- [Coordinate annotation entries]:
---

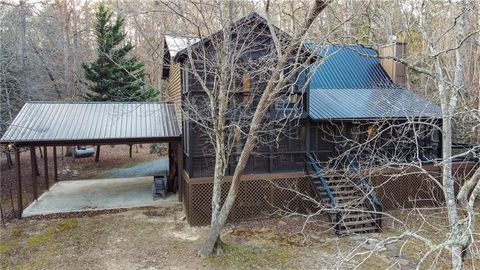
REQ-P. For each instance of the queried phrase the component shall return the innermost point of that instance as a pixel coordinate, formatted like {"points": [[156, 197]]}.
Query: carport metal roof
{"points": [[70, 123]]}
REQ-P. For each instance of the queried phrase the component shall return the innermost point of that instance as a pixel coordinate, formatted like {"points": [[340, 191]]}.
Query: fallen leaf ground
{"points": [[158, 238]]}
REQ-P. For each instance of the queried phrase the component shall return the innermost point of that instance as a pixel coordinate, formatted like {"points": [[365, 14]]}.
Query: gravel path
{"points": [[147, 168]]}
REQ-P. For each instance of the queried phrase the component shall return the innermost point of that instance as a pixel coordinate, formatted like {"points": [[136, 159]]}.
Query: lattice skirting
{"points": [[259, 196], [267, 195]]}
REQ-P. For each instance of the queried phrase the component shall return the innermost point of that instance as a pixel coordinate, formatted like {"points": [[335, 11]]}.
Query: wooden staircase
{"points": [[350, 207]]}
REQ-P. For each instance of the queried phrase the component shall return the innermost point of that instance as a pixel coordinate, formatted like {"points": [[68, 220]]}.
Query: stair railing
{"points": [[372, 203], [313, 161]]}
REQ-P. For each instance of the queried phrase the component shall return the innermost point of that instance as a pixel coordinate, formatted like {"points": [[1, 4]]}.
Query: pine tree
{"points": [[115, 76]]}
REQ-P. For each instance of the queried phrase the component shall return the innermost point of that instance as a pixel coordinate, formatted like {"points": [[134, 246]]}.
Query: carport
{"points": [[53, 124]]}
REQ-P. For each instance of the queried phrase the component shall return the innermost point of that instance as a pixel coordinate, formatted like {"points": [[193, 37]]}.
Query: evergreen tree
{"points": [[115, 76]]}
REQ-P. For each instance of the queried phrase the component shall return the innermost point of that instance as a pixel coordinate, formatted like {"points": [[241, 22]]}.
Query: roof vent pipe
{"points": [[394, 69]]}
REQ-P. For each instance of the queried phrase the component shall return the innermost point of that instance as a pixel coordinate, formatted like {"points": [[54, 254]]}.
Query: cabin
{"points": [[343, 100], [342, 112]]}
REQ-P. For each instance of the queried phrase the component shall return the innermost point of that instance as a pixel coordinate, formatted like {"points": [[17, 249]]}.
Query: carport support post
{"points": [[179, 155], [34, 172], [55, 171], [19, 184], [45, 167]]}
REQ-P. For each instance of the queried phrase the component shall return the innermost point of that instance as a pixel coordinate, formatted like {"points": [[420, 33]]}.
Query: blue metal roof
{"points": [[369, 103], [350, 83], [352, 67]]}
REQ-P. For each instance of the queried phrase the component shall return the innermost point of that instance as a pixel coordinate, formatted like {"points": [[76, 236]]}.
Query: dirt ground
{"points": [[159, 238], [68, 169]]}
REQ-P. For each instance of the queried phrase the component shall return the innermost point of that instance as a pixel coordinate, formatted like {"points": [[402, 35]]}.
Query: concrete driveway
{"points": [[97, 194]]}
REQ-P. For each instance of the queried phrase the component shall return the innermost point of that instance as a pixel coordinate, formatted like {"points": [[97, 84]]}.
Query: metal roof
{"points": [[350, 83], [369, 103], [351, 67], [89, 122]]}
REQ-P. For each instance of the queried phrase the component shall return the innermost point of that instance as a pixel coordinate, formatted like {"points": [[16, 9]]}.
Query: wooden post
{"points": [[179, 155], [19, 184], [34, 172], [45, 167], [97, 154], [55, 170]]}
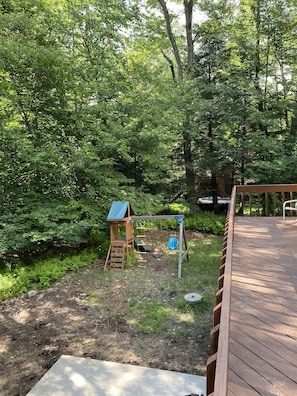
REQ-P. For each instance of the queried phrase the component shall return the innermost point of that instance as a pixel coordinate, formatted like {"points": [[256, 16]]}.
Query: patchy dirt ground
{"points": [[38, 327]]}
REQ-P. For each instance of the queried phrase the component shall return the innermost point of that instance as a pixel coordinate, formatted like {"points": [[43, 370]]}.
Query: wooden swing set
{"points": [[121, 219]]}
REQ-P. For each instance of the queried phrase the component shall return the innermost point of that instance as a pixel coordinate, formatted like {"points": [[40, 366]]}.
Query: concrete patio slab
{"points": [[74, 376]]}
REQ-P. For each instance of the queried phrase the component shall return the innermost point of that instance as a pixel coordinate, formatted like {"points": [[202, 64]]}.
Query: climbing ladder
{"points": [[116, 255]]}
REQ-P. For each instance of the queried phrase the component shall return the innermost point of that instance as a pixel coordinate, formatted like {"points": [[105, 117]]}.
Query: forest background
{"points": [[140, 101]]}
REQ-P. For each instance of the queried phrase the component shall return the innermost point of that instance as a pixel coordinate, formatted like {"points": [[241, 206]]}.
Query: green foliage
{"points": [[155, 306], [207, 222], [41, 273]]}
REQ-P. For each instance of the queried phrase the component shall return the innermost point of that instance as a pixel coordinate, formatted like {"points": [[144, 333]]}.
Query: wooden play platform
{"points": [[254, 338]]}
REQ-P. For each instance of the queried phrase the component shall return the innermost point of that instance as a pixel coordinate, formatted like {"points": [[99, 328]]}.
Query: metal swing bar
{"points": [[182, 235]]}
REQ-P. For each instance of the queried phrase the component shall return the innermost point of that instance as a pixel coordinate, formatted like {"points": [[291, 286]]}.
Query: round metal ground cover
{"points": [[193, 298]]}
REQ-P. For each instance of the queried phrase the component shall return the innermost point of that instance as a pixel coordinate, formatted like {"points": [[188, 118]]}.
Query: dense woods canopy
{"points": [[137, 100]]}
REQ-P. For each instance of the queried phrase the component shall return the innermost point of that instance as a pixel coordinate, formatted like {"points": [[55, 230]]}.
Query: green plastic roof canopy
{"points": [[119, 210]]}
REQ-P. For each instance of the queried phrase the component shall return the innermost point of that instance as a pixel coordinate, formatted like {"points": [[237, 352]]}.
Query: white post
{"points": [[180, 254]]}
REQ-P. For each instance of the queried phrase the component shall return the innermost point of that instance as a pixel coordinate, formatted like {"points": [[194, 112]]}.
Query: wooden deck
{"points": [[263, 314]]}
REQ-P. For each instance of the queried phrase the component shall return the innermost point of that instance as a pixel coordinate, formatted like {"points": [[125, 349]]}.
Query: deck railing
{"points": [[251, 200]]}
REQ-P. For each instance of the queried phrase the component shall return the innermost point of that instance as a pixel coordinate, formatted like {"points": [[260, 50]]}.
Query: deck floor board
{"points": [[263, 317]]}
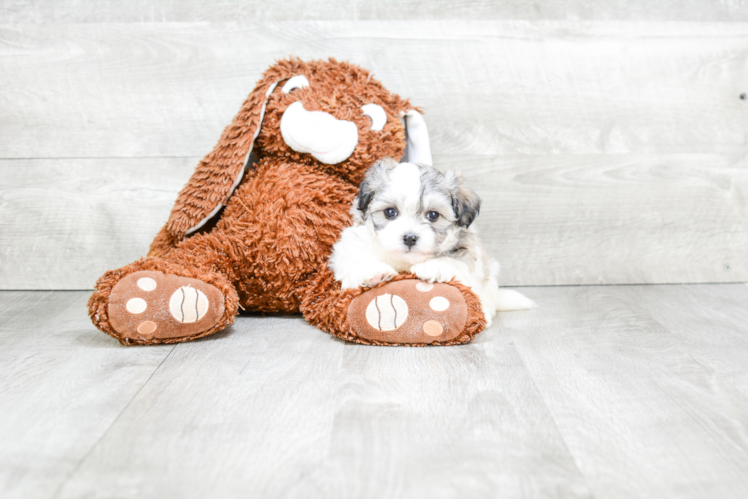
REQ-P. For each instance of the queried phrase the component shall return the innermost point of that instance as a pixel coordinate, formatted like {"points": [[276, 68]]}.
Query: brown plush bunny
{"points": [[254, 226]]}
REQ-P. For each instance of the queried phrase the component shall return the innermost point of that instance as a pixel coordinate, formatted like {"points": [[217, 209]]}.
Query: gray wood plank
{"points": [[63, 386], [488, 87], [712, 324], [641, 414], [64, 222], [618, 391], [278, 409], [71, 11], [558, 219]]}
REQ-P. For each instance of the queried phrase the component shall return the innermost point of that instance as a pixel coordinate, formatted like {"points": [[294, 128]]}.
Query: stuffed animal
{"points": [[254, 227]]}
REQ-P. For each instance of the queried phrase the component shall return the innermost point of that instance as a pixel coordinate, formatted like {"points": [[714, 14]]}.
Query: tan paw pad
{"points": [[151, 305], [409, 312]]}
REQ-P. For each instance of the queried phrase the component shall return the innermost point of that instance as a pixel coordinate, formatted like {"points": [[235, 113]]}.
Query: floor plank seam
{"points": [[553, 419], [109, 428]]}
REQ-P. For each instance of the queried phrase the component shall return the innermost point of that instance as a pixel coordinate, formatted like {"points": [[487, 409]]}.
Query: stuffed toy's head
{"points": [[333, 116]]}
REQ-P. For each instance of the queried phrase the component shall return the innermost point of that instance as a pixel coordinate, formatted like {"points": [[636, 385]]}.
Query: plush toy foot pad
{"points": [[409, 312], [148, 305]]}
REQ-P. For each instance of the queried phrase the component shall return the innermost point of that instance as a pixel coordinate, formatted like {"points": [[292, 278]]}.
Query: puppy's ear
{"points": [[375, 177], [465, 203]]}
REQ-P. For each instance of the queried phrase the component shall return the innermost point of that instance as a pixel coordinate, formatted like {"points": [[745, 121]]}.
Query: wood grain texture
{"points": [[62, 387], [558, 219], [64, 222], [642, 415], [604, 392], [488, 87], [277, 409], [72, 11]]}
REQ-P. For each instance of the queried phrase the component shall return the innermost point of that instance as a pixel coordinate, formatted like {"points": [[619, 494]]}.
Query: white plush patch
{"points": [[147, 284], [318, 133], [188, 304], [377, 115], [387, 312], [418, 149], [297, 82]]}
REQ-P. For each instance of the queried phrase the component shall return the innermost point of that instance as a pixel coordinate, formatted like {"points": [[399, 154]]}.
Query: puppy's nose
{"points": [[410, 239]]}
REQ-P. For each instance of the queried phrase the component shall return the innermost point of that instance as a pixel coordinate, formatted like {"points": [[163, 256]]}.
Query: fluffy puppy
{"points": [[413, 218]]}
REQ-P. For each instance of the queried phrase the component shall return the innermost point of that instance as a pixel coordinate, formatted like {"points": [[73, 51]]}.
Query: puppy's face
{"points": [[415, 211]]}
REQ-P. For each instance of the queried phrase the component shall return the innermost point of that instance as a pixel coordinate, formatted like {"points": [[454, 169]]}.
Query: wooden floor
{"points": [[604, 392]]}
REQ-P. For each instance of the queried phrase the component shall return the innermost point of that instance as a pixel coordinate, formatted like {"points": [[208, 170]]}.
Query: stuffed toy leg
{"points": [[254, 227]]}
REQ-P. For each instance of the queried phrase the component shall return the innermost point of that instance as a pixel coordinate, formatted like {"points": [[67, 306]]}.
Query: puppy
{"points": [[413, 218]]}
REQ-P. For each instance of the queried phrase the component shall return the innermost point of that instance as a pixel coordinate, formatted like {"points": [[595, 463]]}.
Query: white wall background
{"points": [[608, 139]]}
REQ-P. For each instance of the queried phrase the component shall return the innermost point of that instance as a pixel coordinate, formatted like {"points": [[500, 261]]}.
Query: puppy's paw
{"points": [[382, 273], [436, 270], [369, 276]]}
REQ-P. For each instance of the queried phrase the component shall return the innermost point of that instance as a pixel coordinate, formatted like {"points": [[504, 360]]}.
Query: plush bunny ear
{"points": [[219, 173], [418, 149]]}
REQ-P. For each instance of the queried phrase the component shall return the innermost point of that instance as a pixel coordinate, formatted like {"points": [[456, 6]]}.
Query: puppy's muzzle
{"points": [[410, 240], [318, 133]]}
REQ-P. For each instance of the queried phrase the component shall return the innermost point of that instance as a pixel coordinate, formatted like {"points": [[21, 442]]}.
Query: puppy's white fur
{"points": [[395, 230]]}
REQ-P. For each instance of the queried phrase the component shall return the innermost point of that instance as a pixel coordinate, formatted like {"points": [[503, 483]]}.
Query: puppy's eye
{"points": [[377, 115], [297, 82]]}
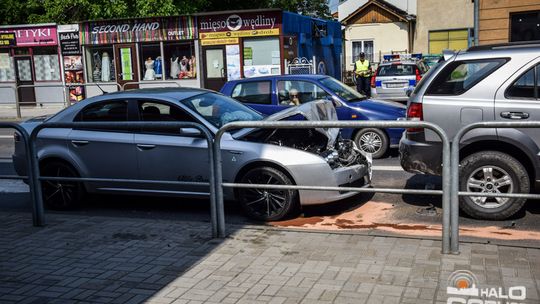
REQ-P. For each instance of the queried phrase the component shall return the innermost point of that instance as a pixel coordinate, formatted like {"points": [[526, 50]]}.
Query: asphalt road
{"points": [[387, 173]]}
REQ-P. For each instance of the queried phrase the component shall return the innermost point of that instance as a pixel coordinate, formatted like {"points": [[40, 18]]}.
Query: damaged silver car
{"points": [[314, 157]]}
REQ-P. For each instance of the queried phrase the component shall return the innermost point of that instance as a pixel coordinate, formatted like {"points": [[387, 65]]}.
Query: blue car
{"points": [[271, 94]]}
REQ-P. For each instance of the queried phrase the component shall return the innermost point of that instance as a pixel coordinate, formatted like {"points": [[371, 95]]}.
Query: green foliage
{"points": [[70, 11]]}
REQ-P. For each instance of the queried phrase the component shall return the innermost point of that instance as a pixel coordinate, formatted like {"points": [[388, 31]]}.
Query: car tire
{"points": [[267, 204], [489, 171], [372, 141], [60, 195]]}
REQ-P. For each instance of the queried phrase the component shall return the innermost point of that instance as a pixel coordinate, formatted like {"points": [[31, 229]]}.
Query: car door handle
{"points": [[145, 146], [79, 143], [515, 115]]}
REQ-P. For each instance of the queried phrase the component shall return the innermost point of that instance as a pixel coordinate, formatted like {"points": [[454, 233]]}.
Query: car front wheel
{"points": [[267, 204], [492, 172], [373, 141]]}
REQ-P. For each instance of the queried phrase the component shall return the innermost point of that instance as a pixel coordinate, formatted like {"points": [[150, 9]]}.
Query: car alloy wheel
{"points": [[60, 195], [267, 204], [490, 179]]}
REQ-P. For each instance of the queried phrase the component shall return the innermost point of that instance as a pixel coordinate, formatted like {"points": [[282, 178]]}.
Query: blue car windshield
{"points": [[220, 110], [342, 90]]}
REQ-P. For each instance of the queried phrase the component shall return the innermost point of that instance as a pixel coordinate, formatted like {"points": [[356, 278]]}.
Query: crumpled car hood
{"points": [[317, 110]]}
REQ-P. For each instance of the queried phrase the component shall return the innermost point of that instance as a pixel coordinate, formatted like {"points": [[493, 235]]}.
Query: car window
{"points": [[259, 92], [460, 76], [116, 110], [396, 70], [296, 92], [525, 86]]}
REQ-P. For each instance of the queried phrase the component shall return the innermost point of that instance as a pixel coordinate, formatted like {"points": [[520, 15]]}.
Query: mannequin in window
{"points": [[150, 74], [175, 69], [105, 67]]}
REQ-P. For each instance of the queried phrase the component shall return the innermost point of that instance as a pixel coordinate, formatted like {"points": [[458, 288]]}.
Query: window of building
{"points": [[105, 111], [298, 92], [100, 64], [151, 61], [259, 92], [180, 61], [7, 70], [449, 39], [363, 46], [261, 57], [460, 76], [525, 86], [525, 26], [46, 64]]}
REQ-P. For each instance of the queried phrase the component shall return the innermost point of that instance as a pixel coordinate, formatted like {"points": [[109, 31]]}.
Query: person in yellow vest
{"points": [[362, 71]]}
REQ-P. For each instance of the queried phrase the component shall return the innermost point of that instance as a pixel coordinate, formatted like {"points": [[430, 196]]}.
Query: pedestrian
{"points": [[362, 71]]}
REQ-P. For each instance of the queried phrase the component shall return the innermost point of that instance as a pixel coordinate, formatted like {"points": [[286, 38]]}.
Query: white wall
{"points": [[386, 37]]}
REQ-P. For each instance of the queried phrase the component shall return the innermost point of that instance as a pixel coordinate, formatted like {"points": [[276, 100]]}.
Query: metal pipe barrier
{"points": [[36, 178], [150, 82], [219, 184], [454, 165], [36, 218]]}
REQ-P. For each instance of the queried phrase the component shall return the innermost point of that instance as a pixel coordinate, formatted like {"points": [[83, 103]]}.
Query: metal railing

---

- [Stated problem]:
How many lines of the listing above contain the string "swing", with case counting? Reply with the number alone.

- [Worked solution]:
2